> _Provided text_:

####

Nexstar’s Efforts To Bulk Up Run Into Legal And Wall Street Uncertainty

Nexstar’s Efforts To Bulk Up Run Into Legal And Wall Street Uncertainty


When Nexstar CEO Perry Sook opened an investor call on Thursday, he referred to the company’s merger situation with Tegna as “unusual.”

That sounds like an understatement. The company’s hopes of becoming a broadcaster behemoth, with almost 260 stations covering 80% of the country, well above the current limit for a single owner, have been put on pause by an antitrust case in California. A legal challenge is also being mounted in D.C. over the way that the FCC gave the deal its blessing.

While there ultimately could be some sort of resolution, wherein Nexstar agrees to more divestitures, the company is in the rather rare position of owning assets that it, under the terms of a court order, largely has to keep apart.

What is unclear is a timeline, whether it will be weeks or even months before Nexstar can proceed or, in the alternative, has to drop its plans to merge or greatly alter them in the face of an adverse court ruling.

“We believe we will prevail on the merits of this case,” Sook told analysts, while assuring them that “you know everything we know in terms of what is in front of us at this time.”

The uncertainty has made Wall Street restless, with analysts pressing executives at Nexstar and rival Gray Media for their views of the regulatory landscape. Nexstar shares have stagnated since the judge’s ruling, as have the stocks of other local TV players.

####

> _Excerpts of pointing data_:
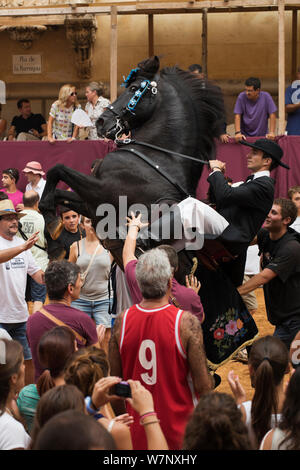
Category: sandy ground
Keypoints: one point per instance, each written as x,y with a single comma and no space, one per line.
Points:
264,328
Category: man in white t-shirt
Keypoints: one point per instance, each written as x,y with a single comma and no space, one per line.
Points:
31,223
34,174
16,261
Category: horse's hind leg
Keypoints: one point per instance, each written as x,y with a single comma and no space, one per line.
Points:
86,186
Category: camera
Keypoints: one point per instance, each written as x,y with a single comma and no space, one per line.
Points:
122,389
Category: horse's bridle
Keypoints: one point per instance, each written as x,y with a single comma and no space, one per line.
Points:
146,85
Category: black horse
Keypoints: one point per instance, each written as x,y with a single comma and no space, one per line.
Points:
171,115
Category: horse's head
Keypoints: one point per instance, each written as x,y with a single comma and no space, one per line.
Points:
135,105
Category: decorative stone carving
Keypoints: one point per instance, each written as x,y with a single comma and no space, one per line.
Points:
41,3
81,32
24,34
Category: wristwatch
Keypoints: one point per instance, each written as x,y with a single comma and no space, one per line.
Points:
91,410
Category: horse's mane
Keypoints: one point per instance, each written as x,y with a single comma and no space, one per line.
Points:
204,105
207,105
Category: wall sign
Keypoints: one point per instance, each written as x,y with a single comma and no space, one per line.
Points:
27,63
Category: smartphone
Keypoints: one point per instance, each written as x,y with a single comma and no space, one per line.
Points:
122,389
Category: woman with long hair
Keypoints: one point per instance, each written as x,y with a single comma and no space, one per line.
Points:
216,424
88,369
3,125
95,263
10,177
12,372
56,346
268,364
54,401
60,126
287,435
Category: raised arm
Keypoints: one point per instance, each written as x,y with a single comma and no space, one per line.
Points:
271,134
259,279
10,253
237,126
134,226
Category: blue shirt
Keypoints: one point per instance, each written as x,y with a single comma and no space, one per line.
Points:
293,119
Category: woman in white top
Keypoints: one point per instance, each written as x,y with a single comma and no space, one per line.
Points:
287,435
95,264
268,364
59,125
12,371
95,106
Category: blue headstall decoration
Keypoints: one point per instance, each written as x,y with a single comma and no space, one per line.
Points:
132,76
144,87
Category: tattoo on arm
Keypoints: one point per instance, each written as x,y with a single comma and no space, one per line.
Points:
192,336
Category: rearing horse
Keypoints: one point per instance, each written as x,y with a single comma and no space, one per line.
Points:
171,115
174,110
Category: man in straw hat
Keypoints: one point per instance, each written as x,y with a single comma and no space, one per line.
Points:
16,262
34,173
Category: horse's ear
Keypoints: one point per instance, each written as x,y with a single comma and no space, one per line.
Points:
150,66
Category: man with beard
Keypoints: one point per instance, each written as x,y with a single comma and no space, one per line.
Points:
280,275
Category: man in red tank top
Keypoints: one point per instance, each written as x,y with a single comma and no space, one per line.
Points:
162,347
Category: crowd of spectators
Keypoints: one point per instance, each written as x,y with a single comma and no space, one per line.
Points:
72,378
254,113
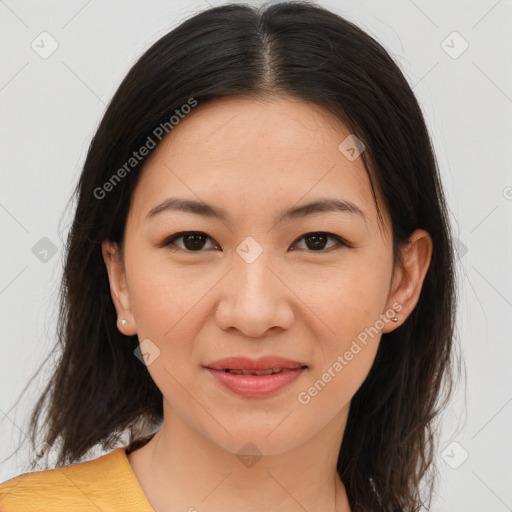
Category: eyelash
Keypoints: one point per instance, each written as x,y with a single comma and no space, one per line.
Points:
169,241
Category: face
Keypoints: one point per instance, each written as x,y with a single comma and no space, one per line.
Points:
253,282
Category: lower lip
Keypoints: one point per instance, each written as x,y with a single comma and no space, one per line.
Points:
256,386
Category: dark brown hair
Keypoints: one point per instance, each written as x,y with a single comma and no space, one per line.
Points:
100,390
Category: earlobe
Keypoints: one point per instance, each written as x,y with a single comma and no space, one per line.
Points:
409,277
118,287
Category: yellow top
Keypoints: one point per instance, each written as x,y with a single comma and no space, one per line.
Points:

####

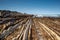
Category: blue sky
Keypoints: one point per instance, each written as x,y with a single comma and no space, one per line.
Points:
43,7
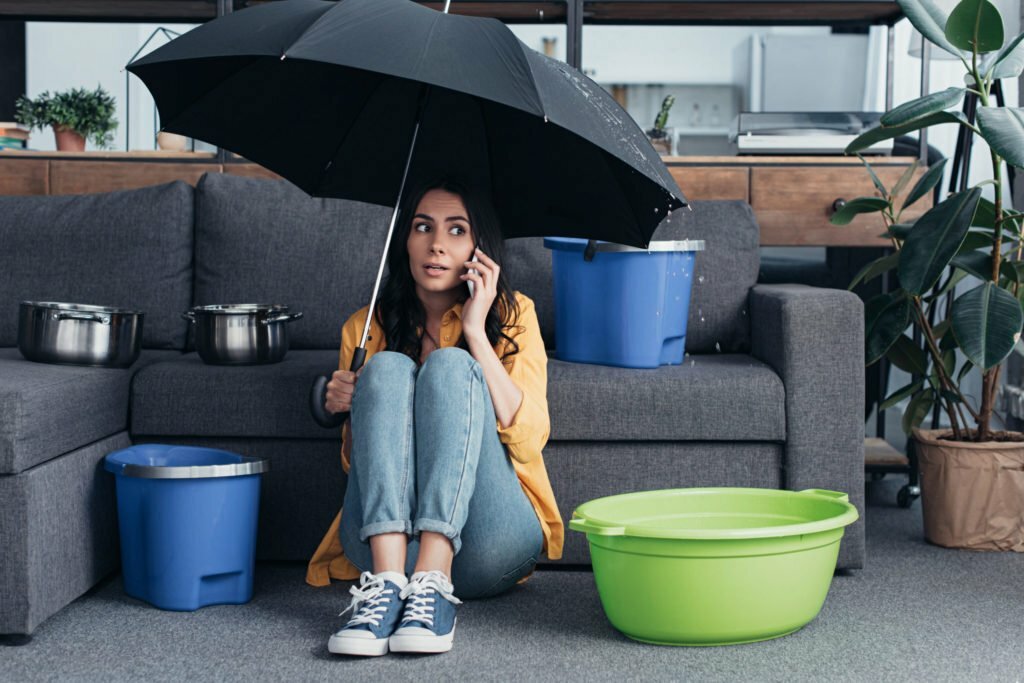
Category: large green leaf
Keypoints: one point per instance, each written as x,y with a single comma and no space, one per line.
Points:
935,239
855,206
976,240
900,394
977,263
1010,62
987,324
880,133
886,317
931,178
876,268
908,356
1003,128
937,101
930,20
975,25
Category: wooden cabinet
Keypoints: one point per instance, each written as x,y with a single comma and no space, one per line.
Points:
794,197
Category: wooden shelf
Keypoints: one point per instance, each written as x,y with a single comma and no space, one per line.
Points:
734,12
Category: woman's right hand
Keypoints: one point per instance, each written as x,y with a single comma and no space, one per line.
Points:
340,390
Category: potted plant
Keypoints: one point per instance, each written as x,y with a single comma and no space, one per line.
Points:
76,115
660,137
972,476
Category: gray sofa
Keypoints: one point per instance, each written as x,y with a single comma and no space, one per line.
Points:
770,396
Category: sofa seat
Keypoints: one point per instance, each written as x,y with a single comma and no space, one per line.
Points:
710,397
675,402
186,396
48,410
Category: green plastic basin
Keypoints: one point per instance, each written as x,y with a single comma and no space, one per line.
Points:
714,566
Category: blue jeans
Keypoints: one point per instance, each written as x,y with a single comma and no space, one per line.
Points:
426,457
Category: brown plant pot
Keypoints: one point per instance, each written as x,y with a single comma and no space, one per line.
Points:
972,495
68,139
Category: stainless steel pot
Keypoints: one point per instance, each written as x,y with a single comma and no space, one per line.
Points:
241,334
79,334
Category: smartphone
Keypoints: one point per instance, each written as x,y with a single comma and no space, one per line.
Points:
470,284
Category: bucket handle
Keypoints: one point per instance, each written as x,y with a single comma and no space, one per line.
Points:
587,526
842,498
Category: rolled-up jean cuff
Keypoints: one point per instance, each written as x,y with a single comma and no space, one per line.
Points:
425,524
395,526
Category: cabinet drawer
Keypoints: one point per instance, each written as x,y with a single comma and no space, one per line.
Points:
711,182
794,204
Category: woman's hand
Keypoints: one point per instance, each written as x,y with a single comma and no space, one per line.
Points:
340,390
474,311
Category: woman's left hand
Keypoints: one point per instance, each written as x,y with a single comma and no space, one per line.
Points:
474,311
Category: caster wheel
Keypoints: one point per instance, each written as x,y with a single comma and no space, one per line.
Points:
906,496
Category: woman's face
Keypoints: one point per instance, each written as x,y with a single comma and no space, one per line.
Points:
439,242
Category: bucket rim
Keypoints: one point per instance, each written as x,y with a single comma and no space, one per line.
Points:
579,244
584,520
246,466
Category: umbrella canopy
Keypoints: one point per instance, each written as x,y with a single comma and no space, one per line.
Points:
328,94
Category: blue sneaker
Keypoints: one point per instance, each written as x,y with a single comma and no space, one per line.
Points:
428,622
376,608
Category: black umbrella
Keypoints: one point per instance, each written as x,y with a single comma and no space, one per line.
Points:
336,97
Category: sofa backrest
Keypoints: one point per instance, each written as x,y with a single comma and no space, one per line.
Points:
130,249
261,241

####

> _Instructions_:
[A] In the Nexstar article, what word did Perry Sook use for the company's merger situation with Tegna?
[B] Please write out the passage of the Nexstar article from "That sounds like" up to and including "deal its blessing.".
[C] Carry the Nexstar article forward from its last sentence.

> _Responses by task_:
[A] He called it "unusual."

[B]
That sounds like an understatement. The company’s hopes of becoming a broadcaster behemoth, with almost 260 stations covering 80% of the country, well above the current limit for a single owner, have been put on pause by an antitrust case in California. A legal challenge is also being mounted in D.C. over the way that the FCC gave the deal its blessing.

[C]
Citi analyst Jason Bazinet spoke for many when he observed on the Nexstar call, “In all my years, I’ve never really come across a situation where shareholders own an asset and can’t manage it.” He also expressed “worry” that Nexstar shareholders could be holding the bag if there’s an extended period of what he called “suspended animation,” with employees unable to focus given concerns about their job futures. Sook & Co. said they are “comfortable” with Tegna continuing to operate as a separate subsidiary, saying the arrangement has effectively been the case since the deal was proposed last fall.

Temperature Change

Just two months ago, Nexstar looked to be on the cusp of completing its combination with Tegna, creating an unprecedented giant in broadcasting. The company, which has grown in 30 years from a single Scranton, PA station to the No. 1 owner of stations in the U.S., sees massive scale as the only way to preserve local journalism at a time when newspapers and radio have all but vanished in most markets. Stations would be better able to compete with tech giants, which have siphoned off the local advertising base, Nexstar says. (Last month, in an appearance at the NAB Show in Las Vegas, Sook painted a starkly existential picture, saying it is “a matter of time” before just two or three companies control the entire local TV sector.) Donald Trump endorsed the deal in February and, soon after, the president’s FCC chairman, Brendan Carr, signaled his support.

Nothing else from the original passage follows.